AUFGABEN UND ÜBUNGEN
1. Von welcher Uhr sollten die „Echten“ laut dem Text über die Uhren an der Humboldt gesteuert werden?
2. Führen Sie den Text über die Uhren an der Humboldt im Anschluss an seinen letzten Satz fort.
══ VORLIEGENDER TEXT
An der Humboldt ticken die Uhren einfach anders...

...und zwar allesamt. Obwohl die "Echten" alle von der "Mutteruhr" gesteuert werden sollten, was sie auch werden, schien sich das in der Vergangenheit nur auf die Geschwindigkeit nicht auf die Urzeit auszuwirken.

Das ist nichts für in Eile den Vorlesungen entgegen strebende Studenten, denn keine der Uhren im Gebäude hat Aussagekraft ohne die Nebenbedingung der Minuten die sie vor- oder nachgeht. Der Wiwi-Studi an sich hat sicher von der ersten Minute an keine Ruhe vor Maximierungsproblemen unter Nebenbedingungen, aber muß es denn soweit gehen, dass dem Blick auf die Uhr an der Wand noch Rechenaufwand folgt?

Und nicht nur das. Auch das Design der nicht mehr ganz zeitgemäßen Stundenzähler läßt zu wünschen übrig. Neulich warf ich im Vorbeieilen einen Blick auf selbigen vor dem 201 und erhielt einen modemäßigen Morgenschock. Eine Uhr in schlimmerem Gewand als die alten Plastikscheiben, die sonst überall im Haus verteilt sind, lachte mir zeitmäßig in jedem Sinne aus dem Rahmen fallend entgegen.

Ist es Analogie oder Anachronismus, wenn ich an dieser Stelle spontan auch einen Teil der Lehrbeauftragten vor Augen habe, die sich ebenso hervorragend mit dem Bild der alten Uhren beschreiben ließen. Der Zeit hinterher - oder gar voraus? - im Gewand der Vorperioden und einer nicht mehr identifizierbaren Ausgangsmotivation.

Der Zeit voraus, das wäre etwas sehr Wünschenswertes an dieser Fakultät, die den ersten Eindruck des völlig überholt seins der Evaluation zum Trotz nicht verhindern kann. Aber wer soll das bezahlen? Die Stadt? Das Land? Ein Sponsor müßte her, da war doch noch was mit Werbung an "das Stadtbild prägenden Gebäuden in Mitte"... Also kein Mannesmann Plakat auf dem Kapellendach. Dafür Harry Potter am Forum Hotel, aber das ist nun wirklich eine andere Geschichte. Was habe wir über Marketing gelernt?
════
══ EXTRAHIERTE EINTRÄGE
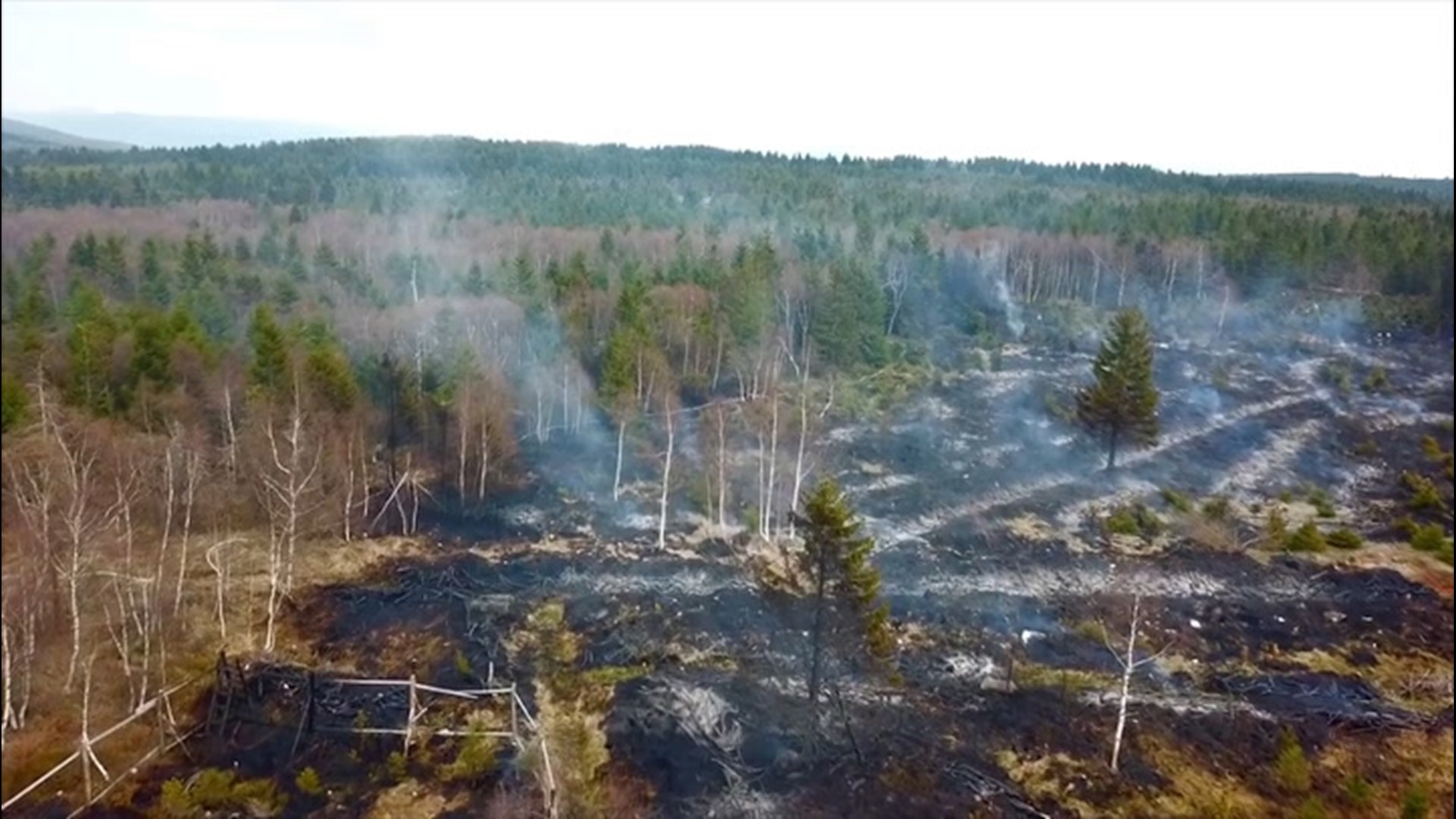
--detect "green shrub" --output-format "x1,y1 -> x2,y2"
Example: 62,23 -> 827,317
1341,774 -> 1374,810
171,768 -> 288,817
1274,727 -> 1310,795
456,648 -> 475,679
1401,783 -> 1431,819
1325,526 -> 1364,551
228,780 -> 288,817
1306,487 -> 1335,517
1102,503 -> 1163,539
293,767 -> 323,795
1162,488 -> 1192,514
1203,495 -> 1233,520
440,713 -> 500,783
1284,522 -> 1328,552
1102,507 -> 1141,536
384,751 -> 410,783
157,778 -> 201,819
1264,506 -> 1288,549
191,768 -> 237,810
1361,364 -> 1391,392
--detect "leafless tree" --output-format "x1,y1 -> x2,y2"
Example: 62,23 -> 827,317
1102,592 -> 1168,773
259,384 -> 322,651
657,391 -> 674,549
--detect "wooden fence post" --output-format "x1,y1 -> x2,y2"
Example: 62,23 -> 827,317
511,682 -> 524,748
405,669 -> 419,759
303,669 -> 318,735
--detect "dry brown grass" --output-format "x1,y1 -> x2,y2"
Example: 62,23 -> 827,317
996,751 -> 1111,819
364,780 -> 464,819
0,533 -> 422,800
1124,736 -> 1276,819
1315,729 -> 1456,819
1176,513 -> 1239,552
1283,650 -> 1451,713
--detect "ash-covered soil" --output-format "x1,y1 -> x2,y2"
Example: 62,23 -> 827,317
127,334 -> 1453,816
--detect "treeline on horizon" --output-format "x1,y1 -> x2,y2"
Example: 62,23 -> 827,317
0,132 -> 1451,792
0,139 -> 1453,425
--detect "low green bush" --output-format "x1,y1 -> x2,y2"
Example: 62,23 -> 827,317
1274,727 -> 1310,795
1339,774 -> 1374,810
1401,783 -> 1431,819
1102,503 -> 1163,538
1361,364 -> 1391,392
1203,495 -> 1233,520
1284,522 -> 1329,552
293,767 -> 325,795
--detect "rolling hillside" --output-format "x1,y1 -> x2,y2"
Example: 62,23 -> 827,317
0,117 -> 131,150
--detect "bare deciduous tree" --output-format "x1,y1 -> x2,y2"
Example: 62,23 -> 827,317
1102,592 -> 1168,773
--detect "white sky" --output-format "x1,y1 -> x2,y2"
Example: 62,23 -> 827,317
0,0 -> 1456,177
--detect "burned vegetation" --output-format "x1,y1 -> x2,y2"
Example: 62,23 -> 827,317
3,140 -> 1453,817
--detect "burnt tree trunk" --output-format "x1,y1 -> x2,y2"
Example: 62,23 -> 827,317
810,547 -> 828,707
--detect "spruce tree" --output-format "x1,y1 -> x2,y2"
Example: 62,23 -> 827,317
247,305 -> 293,398
1078,309 -> 1157,469
795,478 -> 894,704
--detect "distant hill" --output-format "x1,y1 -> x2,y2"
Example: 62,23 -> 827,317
0,117 -> 131,150
1252,174 -> 1456,201
8,112 -> 354,147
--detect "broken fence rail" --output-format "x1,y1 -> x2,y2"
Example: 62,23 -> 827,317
0,651 -> 559,819
0,678 -> 199,816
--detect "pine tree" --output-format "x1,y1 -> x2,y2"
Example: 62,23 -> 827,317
1078,309 -> 1157,469
303,338 -> 358,414
247,305 -> 291,398
793,478 -> 894,704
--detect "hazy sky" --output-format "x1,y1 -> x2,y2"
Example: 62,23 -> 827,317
0,0 -> 1456,177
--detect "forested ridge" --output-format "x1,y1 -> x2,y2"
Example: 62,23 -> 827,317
0,139 -> 1453,792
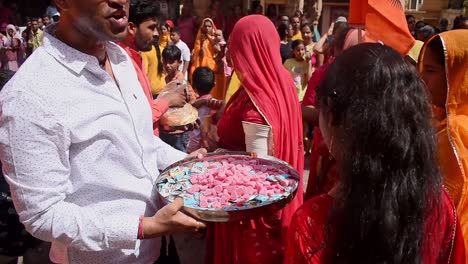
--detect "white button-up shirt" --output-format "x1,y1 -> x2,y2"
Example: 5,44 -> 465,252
0,25 -> 186,263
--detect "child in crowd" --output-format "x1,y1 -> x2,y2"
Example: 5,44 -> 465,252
284,39 -> 312,102
162,45 -> 184,83
159,45 -> 196,152
214,29 -> 227,73
171,27 -> 191,80
188,67 -> 218,153
159,22 -> 171,49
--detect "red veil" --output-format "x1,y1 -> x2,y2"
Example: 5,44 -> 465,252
206,15 -> 304,264
229,15 -> 304,230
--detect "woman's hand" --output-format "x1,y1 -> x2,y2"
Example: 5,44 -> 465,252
186,148 -> 208,159
192,98 -> 225,110
143,198 -> 206,238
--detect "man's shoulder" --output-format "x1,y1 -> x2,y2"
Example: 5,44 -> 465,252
2,47 -> 65,97
176,40 -> 189,50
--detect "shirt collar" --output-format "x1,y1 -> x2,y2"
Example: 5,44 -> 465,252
43,23 -> 127,74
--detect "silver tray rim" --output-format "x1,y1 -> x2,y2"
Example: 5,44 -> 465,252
155,151 -> 300,223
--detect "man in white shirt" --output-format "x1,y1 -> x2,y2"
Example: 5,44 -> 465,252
171,27 -> 191,81
0,0 -> 204,263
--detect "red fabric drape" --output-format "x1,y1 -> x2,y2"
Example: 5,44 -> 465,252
366,0 -> 416,56
348,0 -> 368,26
229,15 -> 304,232
207,15 -> 304,264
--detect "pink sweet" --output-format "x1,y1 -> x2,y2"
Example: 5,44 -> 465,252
187,185 -> 200,194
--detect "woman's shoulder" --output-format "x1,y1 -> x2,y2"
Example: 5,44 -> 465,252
294,194 -> 333,224
287,194 -> 333,263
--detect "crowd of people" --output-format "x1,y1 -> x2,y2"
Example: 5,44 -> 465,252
0,0 -> 468,264
0,0 -> 60,72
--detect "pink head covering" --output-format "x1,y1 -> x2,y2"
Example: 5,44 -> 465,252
343,29 -> 366,50
229,15 -> 304,233
3,24 -> 21,47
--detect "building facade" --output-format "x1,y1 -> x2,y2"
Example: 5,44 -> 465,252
405,0 -> 468,28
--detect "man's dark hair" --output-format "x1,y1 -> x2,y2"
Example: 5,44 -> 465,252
278,22 -> 290,40
128,0 -> 161,26
162,45 -> 182,61
316,43 -> 444,263
414,20 -> 426,30
292,39 -> 304,50
416,25 -> 436,40
171,27 -> 180,35
0,69 -> 15,91
192,67 -> 215,95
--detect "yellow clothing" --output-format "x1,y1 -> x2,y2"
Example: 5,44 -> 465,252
190,18 -> 225,100
291,31 -> 302,41
28,29 -> 44,51
306,42 -> 315,55
224,72 -> 241,102
159,32 -> 171,52
284,58 -> 309,101
141,46 -> 166,95
419,30 -> 468,250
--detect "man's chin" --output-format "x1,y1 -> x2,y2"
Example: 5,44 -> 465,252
107,29 -> 128,42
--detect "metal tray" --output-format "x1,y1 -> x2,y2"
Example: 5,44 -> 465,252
156,151 -> 300,222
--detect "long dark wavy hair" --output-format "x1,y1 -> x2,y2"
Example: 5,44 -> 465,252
317,43 -> 442,264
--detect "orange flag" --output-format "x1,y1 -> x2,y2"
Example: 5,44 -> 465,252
366,0 -> 416,56
348,0 -> 369,26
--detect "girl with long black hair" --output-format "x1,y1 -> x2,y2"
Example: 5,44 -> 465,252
285,43 -> 465,264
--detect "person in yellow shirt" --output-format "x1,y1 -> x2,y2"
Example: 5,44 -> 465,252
28,18 -> 44,51
159,22 -> 171,49
141,42 -> 166,98
291,16 -> 302,41
284,39 -> 311,101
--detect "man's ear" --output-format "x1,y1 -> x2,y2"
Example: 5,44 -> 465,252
53,0 -> 70,12
128,22 -> 138,36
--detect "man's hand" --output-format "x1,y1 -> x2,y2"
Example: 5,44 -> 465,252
327,22 -> 335,36
192,98 -> 225,110
159,89 -> 187,107
187,148 -> 208,159
143,198 -> 206,238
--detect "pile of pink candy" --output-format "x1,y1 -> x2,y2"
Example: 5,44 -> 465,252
158,158 -> 298,210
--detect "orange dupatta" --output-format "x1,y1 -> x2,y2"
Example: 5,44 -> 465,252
190,18 -> 218,78
190,18 -> 225,100
419,30 -> 468,254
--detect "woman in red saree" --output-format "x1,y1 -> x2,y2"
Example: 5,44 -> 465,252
284,43 -> 465,264
190,18 -> 225,100
207,15 -> 304,264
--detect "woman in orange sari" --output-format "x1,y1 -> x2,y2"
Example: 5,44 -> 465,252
206,15 -> 304,264
284,43 -> 465,264
419,30 -> 468,255
190,18 -> 225,100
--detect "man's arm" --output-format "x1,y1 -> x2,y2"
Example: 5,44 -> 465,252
0,93 -> 139,251
154,137 -> 187,170
182,45 -> 190,76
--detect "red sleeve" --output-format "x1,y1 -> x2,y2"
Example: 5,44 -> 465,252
302,64 -> 328,106
242,100 -> 268,125
151,97 -> 169,123
449,217 -> 466,264
284,212 -> 307,264
284,194 -> 333,264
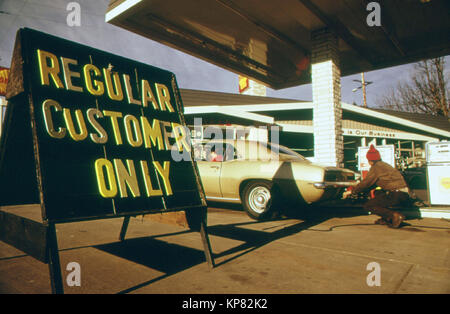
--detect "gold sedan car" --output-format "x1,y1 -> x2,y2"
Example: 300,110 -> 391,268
194,140 -> 356,220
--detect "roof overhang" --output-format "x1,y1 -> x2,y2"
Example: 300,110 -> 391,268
106,0 -> 450,89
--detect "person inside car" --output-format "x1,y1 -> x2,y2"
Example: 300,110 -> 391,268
344,145 -> 409,228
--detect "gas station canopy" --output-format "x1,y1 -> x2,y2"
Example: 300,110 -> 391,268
106,0 -> 450,89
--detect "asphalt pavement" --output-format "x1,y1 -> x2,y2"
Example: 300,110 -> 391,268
0,204 -> 450,295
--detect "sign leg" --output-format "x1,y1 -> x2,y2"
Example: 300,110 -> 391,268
47,223 -> 64,294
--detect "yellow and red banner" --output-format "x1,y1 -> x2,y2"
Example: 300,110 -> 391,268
0,67 -> 9,96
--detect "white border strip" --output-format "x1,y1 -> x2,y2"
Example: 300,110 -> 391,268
184,106 -> 274,124
105,0 -> 142,23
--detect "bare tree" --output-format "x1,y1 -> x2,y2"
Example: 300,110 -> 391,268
377,57 -> 450,119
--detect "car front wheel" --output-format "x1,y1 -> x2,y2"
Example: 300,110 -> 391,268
242,181 -> 276,220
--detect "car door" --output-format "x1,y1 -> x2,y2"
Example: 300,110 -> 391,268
194,144 -> 222,199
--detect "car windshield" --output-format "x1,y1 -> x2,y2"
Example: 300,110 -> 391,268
267,143 -> 307,161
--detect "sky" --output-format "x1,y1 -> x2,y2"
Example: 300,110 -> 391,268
0,0 -> 450,107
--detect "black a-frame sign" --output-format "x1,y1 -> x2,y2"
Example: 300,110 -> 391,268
0,29 -> 214,292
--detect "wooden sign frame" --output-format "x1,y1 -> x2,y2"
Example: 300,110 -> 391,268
0,28 -> 214,293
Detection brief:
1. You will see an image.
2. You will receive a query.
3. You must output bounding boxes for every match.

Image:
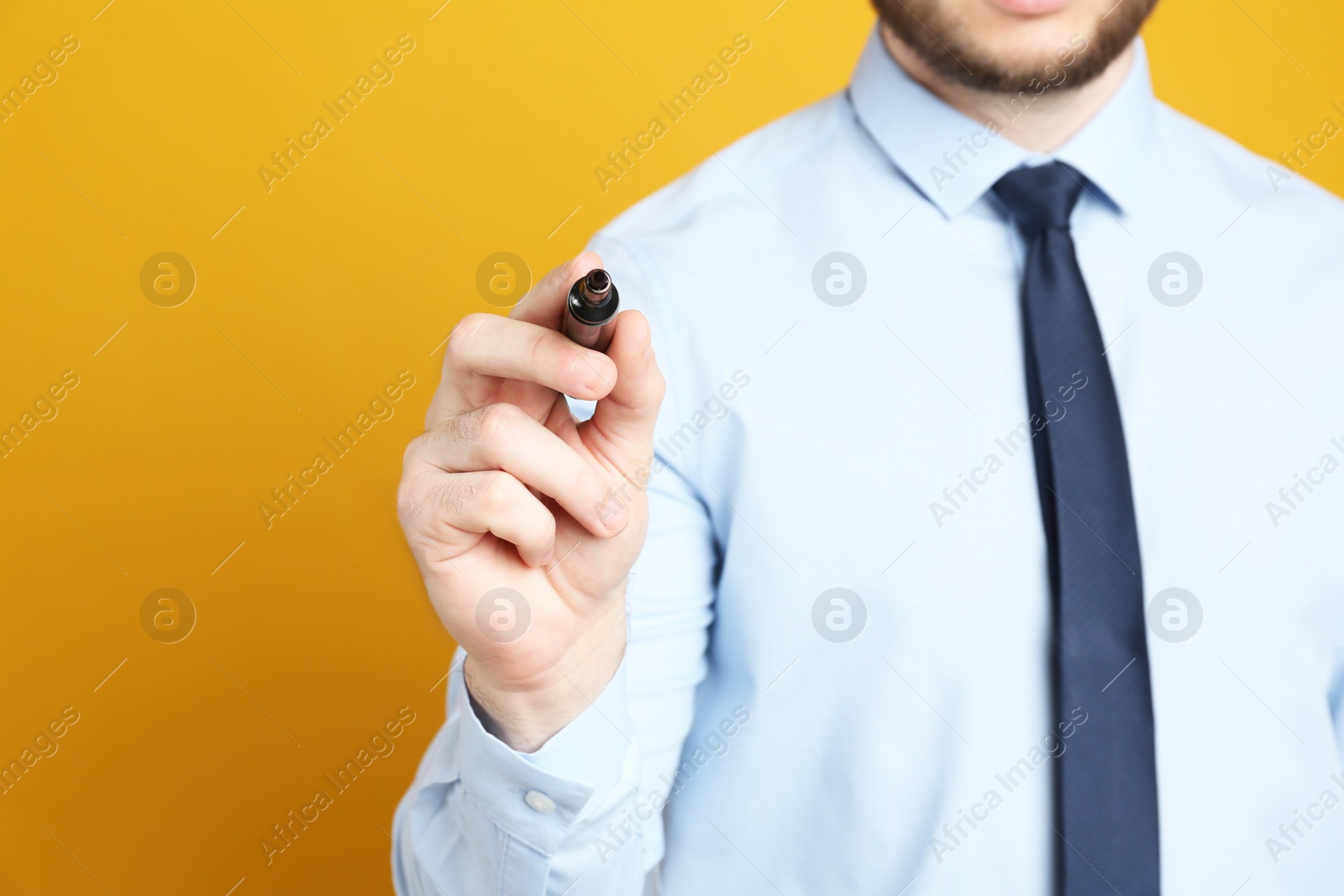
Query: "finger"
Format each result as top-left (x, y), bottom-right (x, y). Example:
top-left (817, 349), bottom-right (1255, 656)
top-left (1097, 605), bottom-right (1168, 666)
top-left (589, 311), bottom-right (665, 475)
top-left (448, 314), bottom-right (616, 410)
top-left (509, 253), bottom-right (602, 329)
top-left (412, 403), bottom-right (629, 537)
top-left (421, 470), bottom-right (555, 567)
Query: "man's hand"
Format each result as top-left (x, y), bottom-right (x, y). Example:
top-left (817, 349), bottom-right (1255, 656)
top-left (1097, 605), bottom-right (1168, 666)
top-left (396, 253), bottom-right (664, 751)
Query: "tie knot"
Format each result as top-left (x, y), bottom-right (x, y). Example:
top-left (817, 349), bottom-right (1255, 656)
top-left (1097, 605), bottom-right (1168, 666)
top-left (993, 161), bottom-right (1084, 233)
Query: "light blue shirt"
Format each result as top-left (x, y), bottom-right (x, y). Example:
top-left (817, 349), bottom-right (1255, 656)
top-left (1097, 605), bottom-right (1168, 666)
top-left (392, 28), bottom-right (1344, 896)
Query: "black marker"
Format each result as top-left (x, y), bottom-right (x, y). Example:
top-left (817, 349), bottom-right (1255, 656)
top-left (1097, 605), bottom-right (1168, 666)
top-left (564, 267), bottom-right (621, 352)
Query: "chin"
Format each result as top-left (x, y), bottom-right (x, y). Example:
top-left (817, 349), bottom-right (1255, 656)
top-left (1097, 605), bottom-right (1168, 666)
top-left (874, 0), bottom-right (1158, 92)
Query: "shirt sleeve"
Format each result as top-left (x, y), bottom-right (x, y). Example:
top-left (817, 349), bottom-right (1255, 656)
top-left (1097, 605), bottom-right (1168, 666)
top-left (392, 239), bottom-right (717, 896)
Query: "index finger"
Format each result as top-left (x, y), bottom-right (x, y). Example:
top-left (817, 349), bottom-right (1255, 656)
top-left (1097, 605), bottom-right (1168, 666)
top-left (509, 251), bottom-right (602, 329)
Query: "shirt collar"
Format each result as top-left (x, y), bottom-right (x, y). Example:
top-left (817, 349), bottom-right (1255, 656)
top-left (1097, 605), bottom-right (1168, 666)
top-left (849, 27), bottom-right (1154, 217)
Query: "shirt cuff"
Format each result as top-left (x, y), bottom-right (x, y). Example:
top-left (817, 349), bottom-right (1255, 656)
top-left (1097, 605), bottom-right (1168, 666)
top-left (449, 650), bottom-right (637, 856)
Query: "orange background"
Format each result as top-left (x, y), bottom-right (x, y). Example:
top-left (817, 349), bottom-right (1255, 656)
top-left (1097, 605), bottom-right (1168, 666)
top-left (0, 0), bottom-right (1344, 896)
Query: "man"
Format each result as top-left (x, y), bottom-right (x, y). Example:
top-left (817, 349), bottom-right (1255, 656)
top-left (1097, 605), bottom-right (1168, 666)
top-left (392, 0), bottom-right (1344, 896)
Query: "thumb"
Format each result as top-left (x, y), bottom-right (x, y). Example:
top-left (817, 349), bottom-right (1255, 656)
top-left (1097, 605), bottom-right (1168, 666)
top-left (585, 311), bottom-right (665, 478)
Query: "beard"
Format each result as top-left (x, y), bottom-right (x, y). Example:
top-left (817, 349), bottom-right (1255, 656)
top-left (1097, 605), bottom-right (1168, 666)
top-left (872, 0), bottom-right (1158, 92)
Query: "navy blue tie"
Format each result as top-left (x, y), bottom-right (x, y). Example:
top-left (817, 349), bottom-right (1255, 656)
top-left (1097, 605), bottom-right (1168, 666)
top-left (993, 163), bottom-right (1158, 896)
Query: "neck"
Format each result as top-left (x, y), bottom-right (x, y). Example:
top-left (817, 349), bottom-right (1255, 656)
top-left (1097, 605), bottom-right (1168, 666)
top-left (882, 25), bottom-right (1134, 153)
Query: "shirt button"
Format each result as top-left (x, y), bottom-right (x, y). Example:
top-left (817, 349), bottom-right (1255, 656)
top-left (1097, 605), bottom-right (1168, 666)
top-left (522, 790), bottom-right (555, 815)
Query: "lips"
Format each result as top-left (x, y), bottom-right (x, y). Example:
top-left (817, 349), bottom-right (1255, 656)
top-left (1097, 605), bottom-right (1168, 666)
top-left (993, 0), bottom-right (1070, 16)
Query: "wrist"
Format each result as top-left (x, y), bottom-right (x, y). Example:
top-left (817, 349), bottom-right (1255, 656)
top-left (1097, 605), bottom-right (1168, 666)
top-left (462, 632), bottom-right (625, 752)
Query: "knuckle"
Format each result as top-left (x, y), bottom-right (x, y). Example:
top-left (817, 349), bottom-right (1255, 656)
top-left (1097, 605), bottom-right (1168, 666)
top-left (479, 471), bottom-right (516, 518)
top-left (479, 403), bottom-right (522, 448)
top-left (442, 405), bottom-right (489, 442)
top-left (445, 312), bottom-right (489, 363)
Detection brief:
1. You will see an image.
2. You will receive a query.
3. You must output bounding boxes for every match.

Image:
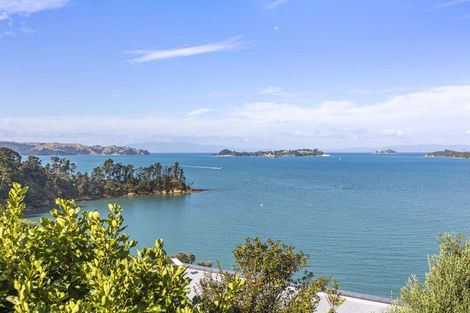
════
ERWARTETE ERGEBNISSE
1. Von der „Mutteruhr“.

2.
Zurück zu dem, was es nicht gibt: Die technische Ausrüstung, die Studenten ermöglichen würde, sich auf spätere Präsentationen vorzubereiten zum Beispiel. Eine Bekannte - auch BWLerin - sprach mich an, in welchem Rahmen wir denn mit größeren Power-Point-Präsentationen zu tun hätte, denn schließlich sei das ein "must" wohin immer man sich nach der Ausbildung wenden würde. Meinen verständnislosen Blick werden sich all diejenigen vorstellen können, die unser unausgesprochenes Credo bereits erfahren haben: an der Uni lernt man nichts für den Beruf, man lernt durchzuhalten. Man lernt, sich erst das Gehirn absprechen zu lassen, um es dann im besten Fall ohne Aufforderung gegen Ende zu reaktivieren. Das wird belohnt und nennt sich Diplom. Vorher eine Bibliothek zu besuchen wird offensichtlich von einigen Professoren schlichtweg als Zumutung für die Studenten betrachtet.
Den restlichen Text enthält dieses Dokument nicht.